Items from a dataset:
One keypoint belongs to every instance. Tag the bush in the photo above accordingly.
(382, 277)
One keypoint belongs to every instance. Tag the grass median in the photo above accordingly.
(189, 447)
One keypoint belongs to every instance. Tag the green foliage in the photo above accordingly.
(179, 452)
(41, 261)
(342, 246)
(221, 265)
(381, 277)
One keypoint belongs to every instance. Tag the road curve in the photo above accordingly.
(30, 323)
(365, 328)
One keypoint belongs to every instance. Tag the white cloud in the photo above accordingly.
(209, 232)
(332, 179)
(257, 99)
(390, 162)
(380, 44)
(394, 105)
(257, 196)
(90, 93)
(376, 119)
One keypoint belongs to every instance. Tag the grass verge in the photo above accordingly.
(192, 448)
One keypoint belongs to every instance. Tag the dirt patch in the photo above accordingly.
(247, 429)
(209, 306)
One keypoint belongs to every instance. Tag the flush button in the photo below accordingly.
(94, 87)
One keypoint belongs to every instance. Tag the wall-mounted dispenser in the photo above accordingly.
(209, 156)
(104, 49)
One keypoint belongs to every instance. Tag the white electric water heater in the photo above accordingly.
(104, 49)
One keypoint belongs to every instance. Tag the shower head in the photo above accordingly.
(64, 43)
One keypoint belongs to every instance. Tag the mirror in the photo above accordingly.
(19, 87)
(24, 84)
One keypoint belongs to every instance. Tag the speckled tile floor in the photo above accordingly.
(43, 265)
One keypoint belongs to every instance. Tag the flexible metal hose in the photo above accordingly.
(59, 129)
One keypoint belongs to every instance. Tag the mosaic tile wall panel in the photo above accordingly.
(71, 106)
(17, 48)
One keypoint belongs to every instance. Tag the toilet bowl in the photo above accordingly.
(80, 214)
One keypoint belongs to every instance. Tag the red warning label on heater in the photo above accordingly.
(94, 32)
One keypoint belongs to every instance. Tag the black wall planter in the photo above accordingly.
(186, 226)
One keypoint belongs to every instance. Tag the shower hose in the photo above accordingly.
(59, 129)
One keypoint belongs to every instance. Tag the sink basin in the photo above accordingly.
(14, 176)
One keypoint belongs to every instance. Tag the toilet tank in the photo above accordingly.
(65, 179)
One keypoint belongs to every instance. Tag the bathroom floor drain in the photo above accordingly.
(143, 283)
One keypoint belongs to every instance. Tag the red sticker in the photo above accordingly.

→ **What this task involves**
Write all of the data above again, exactly as given.

→ **Result for this task**
One keypoint belongs to every instance. Tag the bush in the photo above accordingly.
(382, 277)
One keypoint belongs to every instance. Tag the grass median in the photo above accordingly.
(189, 447)
One keypoint belongs to every instance. Tag the green foliage in the photo above accordingly.
(179, 452)
(41, 261)
(342, 246)
(221, 265)
(381, 277)
One keypoint belongs to every instance. Tag the road curve in the photo above accordingly.
(30, 323)
(365, 328)
One keypoint belongs to every instance. Tag the white cloud in the photo above accordingly.
(209, 232)
(332, 179)
(257, 99)
(390, 162)
(380, 44)
(394, 105)
(257, 196)
(90, 93)
(376, 119)
One keypoint belongs to every instance. Tag the grass verge in the photo above accordingly.
(192, 448)
One keypoint belongs to every instance. Tag the dirt patch in the photo above accordingly.
(247, 429)
(209, 306)
One keypoint belongs to every instance. Tag the flush button in the photo below accordingly.
(94, 87)
One keypoint belongs to every instance. Tag the wall-mounted dispenser in the photo above accordingly.
(209, 156)
(104, 49)
One keypoint belongs to every instance. Tag the white electric water heater in the photo above accordingly.
(104, 49)
One keypoint belongs to every instance. Tag the shower head in the photo above accordingly.
(64, 43)
One keypoint belongs to every instance. Tag the mirror in the photo above accordingly.
(19, 87)
(24, 84)
One keypoint belongs to every instance. Tag the speckled tile floor in the photo above accordingly.
(43, 265)
One keypoint belongs to every instance. Tag the flexible metal hose in the photo above accordingly.
(59, 129)
One keypoint belongs to every instance. Tag the mosaic tile wall panel in the photo above accordingly.
(71, 106)
(17, 48)
One keypoint belongs to every instance. Tag the toilet bowl in the photo above accordingly.
(80, 214)
One keypoint belongs to every instance. Tag the red warning label on heater in the photo above accordingly.
(94, 32)
One keypoint belongs to every instance. Tag the black wall planter in the photo above accordingly.
(186, 226)
One keypoint belongs to every instance. Tag the shower hose in the photo above accordingly.
(59, 129)
One keypoint belongs to every instance. Tag the sink basin in the photo above accordingly.
(14, 176)
One keypoint belongs to every instance. Tag the toilet tank in the photo above accordingly.
(65, 179)
One keypoint belongs to every instance. Tag the bathroom floor drain in the photo above accordingly.
(143, 283)
One keypoint belongs to every instance. Tag the red sticker in the photo above accordingly.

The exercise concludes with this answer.